Start of Block
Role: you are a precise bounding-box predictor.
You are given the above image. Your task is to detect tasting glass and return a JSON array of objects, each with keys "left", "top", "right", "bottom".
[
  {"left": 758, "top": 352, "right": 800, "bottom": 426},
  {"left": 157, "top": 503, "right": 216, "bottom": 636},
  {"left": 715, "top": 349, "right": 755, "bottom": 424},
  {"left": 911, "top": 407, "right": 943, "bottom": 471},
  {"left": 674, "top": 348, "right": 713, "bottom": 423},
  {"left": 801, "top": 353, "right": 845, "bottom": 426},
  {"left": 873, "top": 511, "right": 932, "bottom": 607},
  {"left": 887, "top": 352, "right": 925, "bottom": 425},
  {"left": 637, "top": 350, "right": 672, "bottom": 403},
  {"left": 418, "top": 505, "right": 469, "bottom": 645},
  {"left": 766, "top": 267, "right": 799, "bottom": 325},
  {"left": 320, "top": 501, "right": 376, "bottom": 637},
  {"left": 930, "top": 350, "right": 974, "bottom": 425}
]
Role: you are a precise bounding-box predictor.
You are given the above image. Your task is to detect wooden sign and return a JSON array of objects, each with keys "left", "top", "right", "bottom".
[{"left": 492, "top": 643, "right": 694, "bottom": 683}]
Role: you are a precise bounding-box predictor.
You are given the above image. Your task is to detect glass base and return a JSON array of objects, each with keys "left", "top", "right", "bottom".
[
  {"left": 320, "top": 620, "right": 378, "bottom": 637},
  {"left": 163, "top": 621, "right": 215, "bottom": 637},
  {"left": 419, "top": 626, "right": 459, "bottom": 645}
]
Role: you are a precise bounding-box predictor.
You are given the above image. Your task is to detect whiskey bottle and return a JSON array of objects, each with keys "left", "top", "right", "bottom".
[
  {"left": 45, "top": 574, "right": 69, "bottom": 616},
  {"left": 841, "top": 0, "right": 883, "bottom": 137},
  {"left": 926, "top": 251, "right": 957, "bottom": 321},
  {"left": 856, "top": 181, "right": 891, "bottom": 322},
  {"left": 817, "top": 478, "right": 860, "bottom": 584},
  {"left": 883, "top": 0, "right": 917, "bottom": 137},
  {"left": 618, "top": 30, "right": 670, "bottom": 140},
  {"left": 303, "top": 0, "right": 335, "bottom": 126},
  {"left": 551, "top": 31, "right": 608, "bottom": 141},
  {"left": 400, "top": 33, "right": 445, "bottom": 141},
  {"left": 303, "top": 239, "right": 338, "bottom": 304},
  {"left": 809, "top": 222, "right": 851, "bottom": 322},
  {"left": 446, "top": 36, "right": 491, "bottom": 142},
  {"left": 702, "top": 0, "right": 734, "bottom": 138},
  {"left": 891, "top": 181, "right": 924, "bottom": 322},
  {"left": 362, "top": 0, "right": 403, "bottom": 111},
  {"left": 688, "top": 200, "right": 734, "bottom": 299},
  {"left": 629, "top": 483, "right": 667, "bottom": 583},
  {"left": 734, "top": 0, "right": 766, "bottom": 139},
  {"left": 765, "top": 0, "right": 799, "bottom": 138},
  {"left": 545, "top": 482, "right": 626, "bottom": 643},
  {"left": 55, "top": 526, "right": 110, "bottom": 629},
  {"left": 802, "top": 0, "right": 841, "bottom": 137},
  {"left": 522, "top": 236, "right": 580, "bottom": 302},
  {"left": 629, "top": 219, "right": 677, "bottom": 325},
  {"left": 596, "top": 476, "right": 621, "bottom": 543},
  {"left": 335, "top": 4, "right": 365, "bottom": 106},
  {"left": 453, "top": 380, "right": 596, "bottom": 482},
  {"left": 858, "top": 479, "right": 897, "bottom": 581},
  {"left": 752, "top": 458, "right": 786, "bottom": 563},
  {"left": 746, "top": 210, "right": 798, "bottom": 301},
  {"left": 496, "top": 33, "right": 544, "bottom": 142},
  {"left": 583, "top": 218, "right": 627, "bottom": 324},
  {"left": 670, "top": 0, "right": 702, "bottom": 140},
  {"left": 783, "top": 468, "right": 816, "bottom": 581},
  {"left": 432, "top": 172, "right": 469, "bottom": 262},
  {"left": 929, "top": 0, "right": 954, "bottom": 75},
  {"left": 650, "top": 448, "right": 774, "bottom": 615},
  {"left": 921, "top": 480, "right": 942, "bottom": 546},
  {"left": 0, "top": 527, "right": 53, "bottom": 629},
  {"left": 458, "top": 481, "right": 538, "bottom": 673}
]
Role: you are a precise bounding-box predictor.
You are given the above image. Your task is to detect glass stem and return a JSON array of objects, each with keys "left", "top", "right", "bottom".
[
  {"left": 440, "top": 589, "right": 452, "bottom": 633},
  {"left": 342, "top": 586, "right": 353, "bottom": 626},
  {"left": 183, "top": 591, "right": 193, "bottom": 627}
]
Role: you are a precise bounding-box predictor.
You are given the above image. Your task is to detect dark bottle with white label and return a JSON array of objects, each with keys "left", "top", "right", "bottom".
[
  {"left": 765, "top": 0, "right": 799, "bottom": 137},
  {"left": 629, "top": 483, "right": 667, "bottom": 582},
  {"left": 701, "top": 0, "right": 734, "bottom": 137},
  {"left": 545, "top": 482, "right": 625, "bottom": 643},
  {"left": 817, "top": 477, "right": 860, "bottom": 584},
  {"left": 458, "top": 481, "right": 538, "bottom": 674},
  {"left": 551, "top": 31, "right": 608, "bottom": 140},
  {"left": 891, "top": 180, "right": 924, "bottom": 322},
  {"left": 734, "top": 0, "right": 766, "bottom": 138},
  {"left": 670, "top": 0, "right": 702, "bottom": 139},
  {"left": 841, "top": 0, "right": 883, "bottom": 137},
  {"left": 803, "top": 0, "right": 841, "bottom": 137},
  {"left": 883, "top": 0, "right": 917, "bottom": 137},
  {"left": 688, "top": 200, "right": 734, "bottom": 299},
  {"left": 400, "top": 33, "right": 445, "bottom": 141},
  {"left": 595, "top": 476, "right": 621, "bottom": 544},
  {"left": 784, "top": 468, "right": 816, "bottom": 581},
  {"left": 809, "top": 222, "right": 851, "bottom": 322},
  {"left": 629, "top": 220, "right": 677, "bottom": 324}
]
End of Block
> [Work instructions]:
Write the material out again in its entirety, exactly as shown.

> [Solution for this task]:
Role: you are a precise bounding-box predictor.
You are given the above image. Your task is to detect tasting glass and return a JSON array of objects, each with keys "left", "top", "right", "bottom".
[
  {"left": 758, "top": 352, "right": 800, "bottom": 426},
  {"left": 157, "top": 503, "right": 216, "bottom": 636},
  {"left": 715, "top": 349, "right": 755, "bottom": 424},
  {"left": 911, "top": 407, "right": 943, "bottom": 471},
  {"left": 674, "top": 348, "right": 713, "bottom": 423},
  {"left": 801, "top": 353, "right": 845, "bottom": 426},
  {"left": 873, "top": 511, "right": 932, "bottom": 607},
  {"left": 887, "top": 352, "right": 925, "bottom": 425},
  {"left": 637, "top": 350, "right": 672, "bottom": 403},
  {"left": 418, "top": 505, "right": 469, "bottom": 645},
  {"left": 766, "top": 267, "right": 799, "bottom": 325},
  {"left": 320, "top": 501, "right": 376, "bottom": 637},
  {"left": 930, "top": 350, "right": 974, "bottom": 425}
]
Role: you are a precise bounding-box predictor.
You are given the above image. Your task is to detect wooden sign and return a JSON array of objects, each with keys "left", "top", "right", "bottom".
[{"left": 492, "top": 643, "right": 694, "bottom": 683}]
Role: you are a precise bounding-box predictor.
You are given the above image. Your task is to detect glass base and return a JSON array of objects, each with keys "left", "top", "right", "bottom".
[
  {"left": 320, "top": 620, "right": 378, "bottom": 637},
  {"left": 163, "top": 621, "right": 215, "bottom": 637},
  {"left": 419, "top": 626, "right": 459, "bottom": 645}
]
Role: you are a precise bounding-box predictor.
You are given the above image. Your task is to detect whiskey bottle and return a JSON array of objects, each with keys "left", "top", "right", "bottom".
[
  {"left": 45, "top": 574, "right": 69, "bottom": 616},
  {"left": 841, "top": 0, "right": 883, "bottom": 137},
  {"left": 926, "top": 251, "right": 957, "bottom": 321},
  {"left": 856, "top": 181, "right": 891, "bottom": 322},
  {"left": 817, "top": 478, "right": 860, "bottom": 584},
  {"left": 883, "top": 0, "right": 917, "bottom": 137},
  {"left": 618, "top": 30, "right": 670, "bottom": 140},
  {"left": 303, "top": 0, "right": 335, "bottom": 126},
  {"left": 551, "top": 31, "right": 608, "bottom": 141},
  {"left": 400, "top": 33, "right": 445, "bottom": 141},
  {"left": 303, "top": 239, "right": 338, "bottom": 304},
  {"left": 809, "top": 222, "right": 851, "bottom": 322},
  {"left": 446, "top": 36, "right": 491, "bottom": 142},
  {"left": 702, "top": 0, "right": 734, "bottom": 138},
  {"left": 891, "top": 181, "right": 924, "bottom": 322},
  {"left": 362, "top": 0, "right": 403, "bottom": 111},
  {"left": 688, "top": 200, "right": 734, "bottom": 299},
  {"left": 629, "top": 483, "right": 667, "bottom": 583},
  {"left": 734, "top": 0, "right": 766, "bottom": 139},
  {"left": 765, "top": 0, "right": 799, "bottom": 138},
  {"left": 545, "top": 482, "right": 626, "bottom": 643},
  {"left": 55, "top": 526, "right": 110, "bottom": 629},
  {"left": 802, "top": 0, "right": 841, "bottom": 137},
  {"left": 522, "top": 236, "right": 580, "bottom": 302},
  {"left": 629, "top": 219, "right": 677, "bottom": 325},
  {"left": 596, "top": 476, "right": 621, "bottom": 543},
  {"left": 335, "top": 4, "right": 365, "bottom": 106},
  {"left": 453, "top": 380, "right": 596, "bottom": 482},
  {"left": 858, "top": 479, "right": 897, "bottom": 581},
  {"left": 752, "top": 458, "right": 786, "bottom": 563},
  {"left": 746, "top": 210, "right": 798, "bottom": 301},
  {"left": 496, "top": 33, "right": 544, "bottom": 142},
  {"left": 583, "top": 218, "right": 627, "bottom": 324},
  {"left": 670, "top": 0, "right": 702, "bottom": 140},
  {"left": 783, "top": 468, "right": 816, "bottom": 581},
  {"left": 432, "top": 172, "right": 469, "bottom": 262},
  {"left": 929, "top": 0, "right": 954, "bottom": 75},
  {"left": 650, "top": 448, "right": 774, "bottom": 615},
  {"left": 921, "top": 480, "right": 942, "bottom": 546},
  {"left": 0, "top": 527, "right": 53, "bottom": 629},
  {"left": 458, "top": 481, "right": 538, "bottom": 673}
]
Role: you are a precise bounding-box predictor.
You are given the above image. Your task is to detect glass stem and return a JSON array of objects, each with keys "left", "top", "right", "bottom".
[
  {"left": 440, "top": 589, "right": 452, "bottom": 633},
  {"left": 342, "top": 586, "right": 353, "bottom": 626},
  {"left": 183, "top": 591, "right": 193, "bottom": 627}
]
Role: you are a precise bounding-box predictor.
You are given the above image. Your task is to detect dark bottle with white label and return a JSON array of objects, each with keys "left", "top", "right", "bottom".
[
  {"left": 765, "top": 0, "right": 799, "bottom": 137},
  {"left": 629, "top": 483, "right": 667, "bottom": 582},
  {"left": 701, "top": 0, "right": 734, "bottom": 137},
  {"left": 545, "top": 482, "right": 625, "bottom": 643},
  {"left": 817, "top": 477, "right": 860, "bottom": 584},
  {"left": 458, "top": 481, "right": 538, "bottom": 674},
  {"left": 551, "top": 31, "right": 608, "bottom": 140},
  {"left": 891, "top": 180, "right": 924, "bottom": 322},
  {"left": 734, "top": 0, "right": 766, "bottom": 138},
  {"left": 670, "top": 0, "right": 702, "bottom": 139},
  {"left": 841, "top": 0, "right": 883, "bottom": 137},
  {"left": 803, "top": 0, "right": 841, "bottom": 137},
  {"left": 883, "top": 0, "right": 917, "bottom": 137},
  {"left": 688, "top": 200, "right": 734, "bottom": 299},
  {"left": 400, "top": 33, "right": 445, "bottom": 141},
  {"left": 595, "top": 476, "right": 621, "bottom": 544},
  {"left": 784, "top": 468, "right": 816, "bottom": 581},
  {"left": 809, "top": 222, "right": 851, "bottom": 322},
  {"left": 629, "top": 220, "right": 677, "bottom": 324}
]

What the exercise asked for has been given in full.